## Task instructions
[A] In the 2017 Louth championship article, how many teams took part in the tournament?
[B] From the 2017 Louth championship article, print the passage from "The 2017 Louth" up to and including "9 March 2018.".
[C] Continue the 2017 Louth championship article from the point where it stops.

## Document excerpt
____

The 2017 Louth Senior Football Championship was the 124th edition of the Louth GAA's premier club Gaelic football tournament for senior graded teams in County Louth, Ireland. The tournament consisted of 12 teams, with the winner going on to represent Louth in the Leinster Senior Club Football Championship. The championship started with a group stage and then progressed to a knock out stage.

Seán O'Mahonys were the defending champions after they defeated the St. Mary's Ardee in the previous years final.

This was St. Joseph's return to the senior grade after claiming the 2016 Louth Intermediate Football Championship title. This ended their 8-year absence from the senior grade after they were relegated to the I.F.C. in 2008.

The draw for the group stages of the championship were made on 9 March 2018.

____

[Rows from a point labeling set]
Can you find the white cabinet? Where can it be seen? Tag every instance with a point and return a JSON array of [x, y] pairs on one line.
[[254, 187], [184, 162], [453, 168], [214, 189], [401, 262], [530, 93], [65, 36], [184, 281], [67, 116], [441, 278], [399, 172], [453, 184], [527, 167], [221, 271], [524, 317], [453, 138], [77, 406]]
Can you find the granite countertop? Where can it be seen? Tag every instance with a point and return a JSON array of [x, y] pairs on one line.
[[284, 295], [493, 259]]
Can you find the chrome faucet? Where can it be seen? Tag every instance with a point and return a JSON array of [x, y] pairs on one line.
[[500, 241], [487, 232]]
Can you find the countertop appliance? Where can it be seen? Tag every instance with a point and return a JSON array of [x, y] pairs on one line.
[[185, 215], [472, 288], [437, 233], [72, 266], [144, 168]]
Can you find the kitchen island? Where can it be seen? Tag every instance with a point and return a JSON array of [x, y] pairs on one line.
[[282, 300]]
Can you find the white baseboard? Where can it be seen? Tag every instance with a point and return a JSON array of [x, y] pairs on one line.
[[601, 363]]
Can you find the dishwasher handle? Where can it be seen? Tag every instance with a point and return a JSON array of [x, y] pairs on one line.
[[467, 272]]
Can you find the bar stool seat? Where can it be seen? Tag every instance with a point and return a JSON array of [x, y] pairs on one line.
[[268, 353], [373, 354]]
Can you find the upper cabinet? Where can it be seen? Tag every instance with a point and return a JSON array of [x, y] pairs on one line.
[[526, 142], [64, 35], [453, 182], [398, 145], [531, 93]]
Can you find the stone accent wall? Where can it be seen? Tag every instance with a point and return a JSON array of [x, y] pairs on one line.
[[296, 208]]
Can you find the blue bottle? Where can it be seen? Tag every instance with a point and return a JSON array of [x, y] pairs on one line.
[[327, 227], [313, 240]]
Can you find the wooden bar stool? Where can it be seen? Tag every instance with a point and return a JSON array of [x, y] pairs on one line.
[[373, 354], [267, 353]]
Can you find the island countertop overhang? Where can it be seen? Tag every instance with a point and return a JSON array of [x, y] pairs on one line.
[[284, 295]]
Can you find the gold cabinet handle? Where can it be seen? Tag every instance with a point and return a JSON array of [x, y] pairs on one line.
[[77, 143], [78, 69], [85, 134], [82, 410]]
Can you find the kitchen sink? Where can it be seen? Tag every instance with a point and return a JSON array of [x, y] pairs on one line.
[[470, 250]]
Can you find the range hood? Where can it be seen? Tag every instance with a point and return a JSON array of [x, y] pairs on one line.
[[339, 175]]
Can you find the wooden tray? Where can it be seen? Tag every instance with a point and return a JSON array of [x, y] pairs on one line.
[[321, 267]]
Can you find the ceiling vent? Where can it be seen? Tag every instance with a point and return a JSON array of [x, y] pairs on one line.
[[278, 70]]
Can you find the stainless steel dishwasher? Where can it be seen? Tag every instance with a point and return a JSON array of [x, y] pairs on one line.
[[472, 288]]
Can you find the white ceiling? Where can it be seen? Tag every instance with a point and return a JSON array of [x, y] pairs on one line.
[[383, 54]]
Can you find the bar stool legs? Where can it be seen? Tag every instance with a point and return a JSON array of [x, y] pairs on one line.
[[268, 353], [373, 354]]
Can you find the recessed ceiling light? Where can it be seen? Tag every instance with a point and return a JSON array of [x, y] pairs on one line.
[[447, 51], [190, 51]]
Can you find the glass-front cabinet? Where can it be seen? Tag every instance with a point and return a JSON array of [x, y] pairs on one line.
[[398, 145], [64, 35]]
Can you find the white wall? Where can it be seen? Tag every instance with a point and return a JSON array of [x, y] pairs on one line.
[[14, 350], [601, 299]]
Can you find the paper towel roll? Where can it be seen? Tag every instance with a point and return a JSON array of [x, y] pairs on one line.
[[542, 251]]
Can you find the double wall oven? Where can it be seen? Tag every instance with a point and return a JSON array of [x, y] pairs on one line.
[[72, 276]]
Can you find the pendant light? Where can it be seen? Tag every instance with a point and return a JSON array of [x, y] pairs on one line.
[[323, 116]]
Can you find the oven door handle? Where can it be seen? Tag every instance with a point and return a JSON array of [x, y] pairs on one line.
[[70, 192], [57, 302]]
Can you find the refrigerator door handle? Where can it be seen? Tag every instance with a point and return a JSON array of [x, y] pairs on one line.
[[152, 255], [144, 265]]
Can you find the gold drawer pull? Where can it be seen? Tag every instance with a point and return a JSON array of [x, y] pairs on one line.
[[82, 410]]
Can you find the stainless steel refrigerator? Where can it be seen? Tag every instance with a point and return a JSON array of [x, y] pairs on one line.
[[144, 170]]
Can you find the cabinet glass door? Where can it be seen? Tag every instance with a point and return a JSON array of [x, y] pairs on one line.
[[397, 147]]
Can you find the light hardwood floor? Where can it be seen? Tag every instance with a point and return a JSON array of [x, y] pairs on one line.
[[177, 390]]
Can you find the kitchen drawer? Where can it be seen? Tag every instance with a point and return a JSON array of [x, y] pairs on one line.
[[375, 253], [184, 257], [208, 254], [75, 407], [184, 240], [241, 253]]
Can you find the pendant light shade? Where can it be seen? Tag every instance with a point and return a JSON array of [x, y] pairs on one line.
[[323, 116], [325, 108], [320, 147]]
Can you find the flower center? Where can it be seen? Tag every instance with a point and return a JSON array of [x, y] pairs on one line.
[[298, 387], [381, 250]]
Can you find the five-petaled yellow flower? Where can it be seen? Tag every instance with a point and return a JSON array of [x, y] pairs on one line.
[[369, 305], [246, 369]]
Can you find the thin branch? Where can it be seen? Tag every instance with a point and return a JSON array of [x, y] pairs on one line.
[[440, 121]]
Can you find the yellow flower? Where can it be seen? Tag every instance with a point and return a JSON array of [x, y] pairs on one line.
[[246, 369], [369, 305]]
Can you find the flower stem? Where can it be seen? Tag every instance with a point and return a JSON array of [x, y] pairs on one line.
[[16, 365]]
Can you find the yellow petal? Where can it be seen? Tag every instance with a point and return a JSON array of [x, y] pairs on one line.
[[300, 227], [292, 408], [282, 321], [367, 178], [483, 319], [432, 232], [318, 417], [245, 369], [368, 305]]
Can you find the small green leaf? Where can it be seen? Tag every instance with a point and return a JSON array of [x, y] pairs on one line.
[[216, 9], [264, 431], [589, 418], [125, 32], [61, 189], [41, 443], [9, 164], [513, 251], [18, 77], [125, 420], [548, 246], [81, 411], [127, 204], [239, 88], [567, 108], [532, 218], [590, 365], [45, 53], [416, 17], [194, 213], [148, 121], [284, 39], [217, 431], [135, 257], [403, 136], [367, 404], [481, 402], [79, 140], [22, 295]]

____

## The responses
[A] 12 teams.

[B]
The 2017 Louth Senior Football Championship was the 124th edition of the Louth GAA's premier club Gaelic football tournament for senior graded teams in County Louth, Ireland. The tournament consisted of 12 teams, with the winner going on to represent Louth in the Leinster Senior Club Football Championship. The championship started with a group stage and then progressed to a knock out stage.

Seán O'Mahonys were the defending champions after they defeated the St. Mary's Ardee in the previous years final.

This was St. Joseph's return to the senior grade after claiming the 2016 Louth Intermediate Football Championship title. This ended their 8-year absence from the senior grade after they were relegated to the I.F.C. in 2008.

The draw for the group stages of the championship were made on 9 March 2018.

[C]
Team changes 

The following teams changed division since the 2016 championship season.

To S.F.C. 
Promoted from 2016 Louth Intermediate Football Championship
 St. Joseph's Dromiskin – (Intermediate Champions)

From S.F.C. 
Relegated to 2017 Louth Intermediate Football Championship
 O'Connells

Group stage 
There are 4 groups called Group A, B, C and D. The top two finishers in each group will qualify for the quarter-finals. The bottom finishers of each group will qualify for the Relegation Play Off.
The draw for the group stages of the championship were made on 9 March 2017.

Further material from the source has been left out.